— Begin Data supplied —

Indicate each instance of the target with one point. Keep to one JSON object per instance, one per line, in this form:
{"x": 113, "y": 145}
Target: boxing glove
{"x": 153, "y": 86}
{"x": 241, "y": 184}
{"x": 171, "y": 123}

— End Data supplied —

Instructions for the task —
Copy every line of the items above word for word, with no changes.

Complete answer —
Indicate each instance of the target with one point. Keep to one JSON object per instance, one per line, in this form:
{"x": 113, "y": 145}
Target: boxing glove
{"x": 153, "y": 86}
{"x": 241, "y": 184}
{"x": 171, "y": 123}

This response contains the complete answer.